PASSAGE PROVIDED:

============================================================

| Summary: | Intermittent resolver errors in kernel integration tests | ||
|---|---|---|---|
| Product: | [RT] Virgo | Reporter: | Glyn Normington <glyn.normington> |
| Component: | unknown | Assignee: | Glyn Normington <glyn.normington> |
| Status: | CLOSED WORKSFORME | QA Contact: | |
| Severity: | normal | ||
| Priority: | P3 | CC: | tjwatson |
| Version: | 3.0.0.M03 | ||
| Target Milestone: | --- | ||
| Hardware: | Macintosh | ||
| OS: | Mac OS X - Carbon (unsup.) | ||
| Whiteboard: | |||
Borislav appeared to encounter this when building 3.0.0.M04. Hit the problem twice in succession. Here are the diagnostics for the second failure.
[exec] [junit] Testsuite: org.eclipse.virgo.kernel.deployer.test.TransitiveConstraintFailureDiagnosisTests
[exec] [junit] Tests run: 0, Failures: 0, Errors: 1, Time elapsed: 4.65 sec
[exec] [junit]
[exec] [junit] ------------- Standard Output ---------------
[exec] [junit] [2011-05-03 17:01:03.459] startup-tracker <KE0001I> Kernel starting.
[exec] [junit] ------------- ---------------- ---------------
[exec] [junit] Testcase: org.eclipse.virgo.kernel.deployer.test.TransitiveConstraintFailureDiagnosisTests: Caused an ERROR
[exec] [junit] Bundle org.eclipse.virgo.kernel.userregionfactory 3.0.0.BUILD-20110503154904 failed to start.
[exec] [junit] org.osgi.framework.BundleException: Bundle org.eclipse.virgo.kernel.userregionfactory 3.0.0.BUILD-20110503154904 failed to start.
[exec] [junit] at org.eclipse.virgo.osgi.launcher.FrameworkBuilder.installAndStartBundles(FrameworkBuilder.java:189)
[exec] [junit] at org.eclipse.virgo.osgi.launcher.FrameworkBuilder.start(FrameworkBuilder.java:159)
[exec] [junit] at org.eclipse.virgo.test.framework.OsgiTestRunner.launchOsgi(OsgiTestRunner.java:145)
[exec] [junit] at org.eclipse.virgo.test.framework.OsgiTestRunner.run(OsgiTestRunner.java:79)
[exec] [junit] Caused by: org.osgi.framework.BundleException: Exception in org.eclipse.virgo.kernel.userregionfactory.Activator.start() of bundle org.eclipse.virgo.kernel.userregionfactory.
[exec] [junit] at org.eclipse.osgi.framework.internal.core.BundleContextImpl.startActivator(BundleContextImpl.java:734)

============================================================

TASK GOAL: Update the stretch of the bug report above that opens with "[exec] [junit] org.osgi.framework.BundleException: Bundle" and closes with "of bundle org.eclipse.virgo.kernel.userregionfactory.", putting "OsgiTestHarness" in place of every "OsgiTestRunner".

STUDY MATERIAL:
============================================================

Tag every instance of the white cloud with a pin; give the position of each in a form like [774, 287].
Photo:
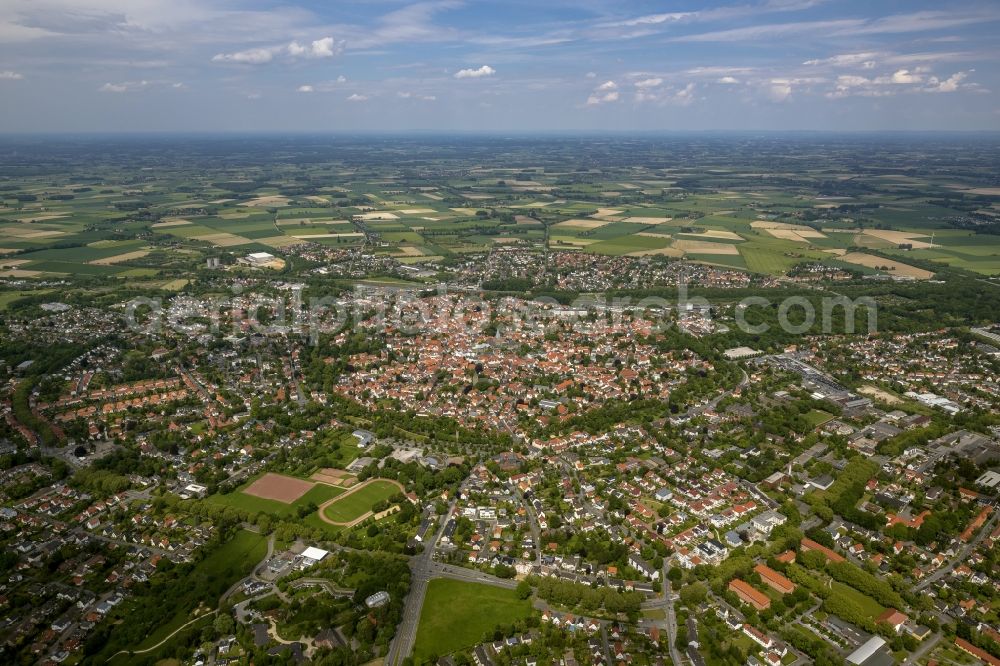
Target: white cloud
[951, 84]
[684, 96]
[327, 47]
[485, 70]
[404, 94]
[596, 98]
[247, 57]
[906, 76]
[124, 86]
[779, 89]
[846, 59]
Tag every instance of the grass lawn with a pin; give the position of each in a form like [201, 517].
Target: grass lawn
[360, 502]
[817, 417]
[457, 615]
[870, 607]
[210, 578]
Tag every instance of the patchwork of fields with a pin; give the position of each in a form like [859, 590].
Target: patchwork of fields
[150, 235]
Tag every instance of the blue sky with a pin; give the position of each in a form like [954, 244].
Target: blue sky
[303, 65]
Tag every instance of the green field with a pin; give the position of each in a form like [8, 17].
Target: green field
[360, 502]
[210, 578]
[817, 417]
[318, 494]
[868, 605]
[456, 615]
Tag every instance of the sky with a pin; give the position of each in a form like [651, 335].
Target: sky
[498, 66]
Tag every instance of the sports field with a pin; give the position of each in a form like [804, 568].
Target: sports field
[316, 495]
[358, 502]
[456, 614]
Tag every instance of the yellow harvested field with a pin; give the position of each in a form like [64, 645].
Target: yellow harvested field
[378, 215]
[705, 247]
[900, 237]
[223, 239]
[715, 233]
[128, 256]
[408, 251]
[648, 220]
[29, 233]
[41, 217]
[661, 252]
[887, 265]
[524, 220]
[981, 191]
[267, 201]
[575, 242]
[767, 224]
[346, 234]
[279, 241]
[22, 273]
[580, 223]
[801, 236]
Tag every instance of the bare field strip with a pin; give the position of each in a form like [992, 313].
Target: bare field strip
[27, 233]
[800, 236]
[41, 218]
[705, 247]
[266, 201]
[648, 220]
[661, 252]
[171, 222]
[280, 241]
[23, 273]
[278, 487]
[900, 238]
[127, 256]
[888, 265]
[767, 224]
[309, 220]
[581, 223]
[346, 234]
[224, 239]
[714, 233]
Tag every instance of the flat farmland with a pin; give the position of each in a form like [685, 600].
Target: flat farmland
[357, 502]
[456, 615]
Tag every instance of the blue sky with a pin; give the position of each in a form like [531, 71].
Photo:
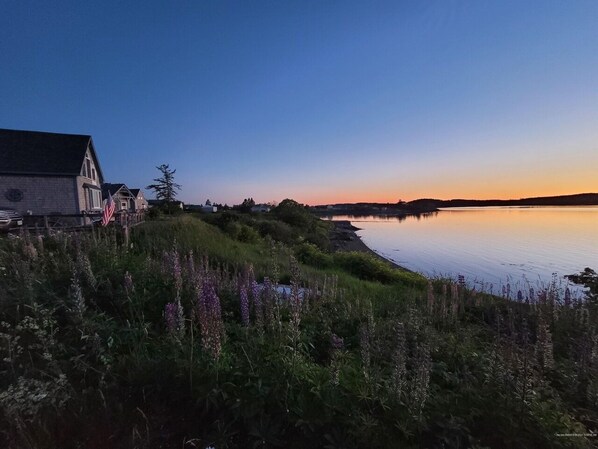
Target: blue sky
[320, 101]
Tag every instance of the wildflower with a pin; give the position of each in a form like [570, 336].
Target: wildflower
[77, 296]
[421, 377]
[171, 266]
[365, 348]
[268, 300]
[257, 305]
[210, 318]
[338, 346]
[544, 348]
[430, 298]
[399, 359]
[128, 283]
[244, 306]
[337, 342]
[84, 266]
[295, 300]
[175, 319]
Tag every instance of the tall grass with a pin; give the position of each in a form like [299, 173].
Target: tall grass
[184, 340]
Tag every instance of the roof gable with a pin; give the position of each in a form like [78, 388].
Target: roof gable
[41, 153]
[115, 189]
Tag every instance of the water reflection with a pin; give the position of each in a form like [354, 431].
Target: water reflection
[492, 246]
[381, 217]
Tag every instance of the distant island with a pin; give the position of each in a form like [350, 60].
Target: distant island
[425, 205]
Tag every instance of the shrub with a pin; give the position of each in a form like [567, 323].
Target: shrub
[278, 230]
[309, 254]
[367, 267]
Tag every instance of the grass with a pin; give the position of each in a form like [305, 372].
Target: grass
[181, 340]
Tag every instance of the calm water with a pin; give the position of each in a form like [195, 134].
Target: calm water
[522, 246]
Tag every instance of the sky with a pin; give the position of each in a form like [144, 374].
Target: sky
[319, 101]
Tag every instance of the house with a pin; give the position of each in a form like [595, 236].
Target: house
[260, 208]
[121, 195]
[209, 209]
[49, 173]
[140, 201]
[174, 204]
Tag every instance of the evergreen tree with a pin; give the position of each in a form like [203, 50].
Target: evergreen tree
[165, 188]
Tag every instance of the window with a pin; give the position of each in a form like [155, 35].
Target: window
[94, 199]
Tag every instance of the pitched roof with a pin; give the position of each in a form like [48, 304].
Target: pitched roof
[41, 153]
[114, 188]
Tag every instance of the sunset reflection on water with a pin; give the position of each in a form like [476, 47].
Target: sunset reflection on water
[491, 246]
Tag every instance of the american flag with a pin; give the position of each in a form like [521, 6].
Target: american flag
[108, 210]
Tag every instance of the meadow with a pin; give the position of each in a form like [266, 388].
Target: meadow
[184, 339]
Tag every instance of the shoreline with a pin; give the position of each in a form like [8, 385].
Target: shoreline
[343, 238]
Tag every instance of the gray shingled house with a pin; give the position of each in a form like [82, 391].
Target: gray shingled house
[121, 195]
[48, 173]
[140, 201]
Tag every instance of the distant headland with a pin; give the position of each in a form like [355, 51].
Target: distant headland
[425, 205]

============================================================

RESPONSE TO THE TASK:
[exec] [junit] org.osgi.framework.BundleException: Bundle org.eclipse.virgo.kernel.userregionfactory 3.0.0.BUILD-20110503154904 failed to start.
[exec] [junit] at org.eclipse.virgo.osgi.launcher.FrameworkBuilder.installAndStartBundles(FrameworkBuilder.java:189)
[exec] [junit] at org.eclipse.virgo.osgi.launcher.FrameworkBuilder.start(FrameworkBuilder.java:159)
[exec] [junit] at org.eclipse.virgo.test.framework.OsgiTestHarness.launchOsgi(OsgiTestHarness.java:145)
[exec] [junit] at org.eclipse.virgo.test.framework.OsgiTestHarness.run(OsgiTestHarness.java:79)
[exec] [junit] Caused by: org.osgi.framework.BundleException: Exception in org.eclipse.virgo.kernel.userregionfactory.Activator.start() of bundle org.eclipse.virgo.kernel.userregionfactory.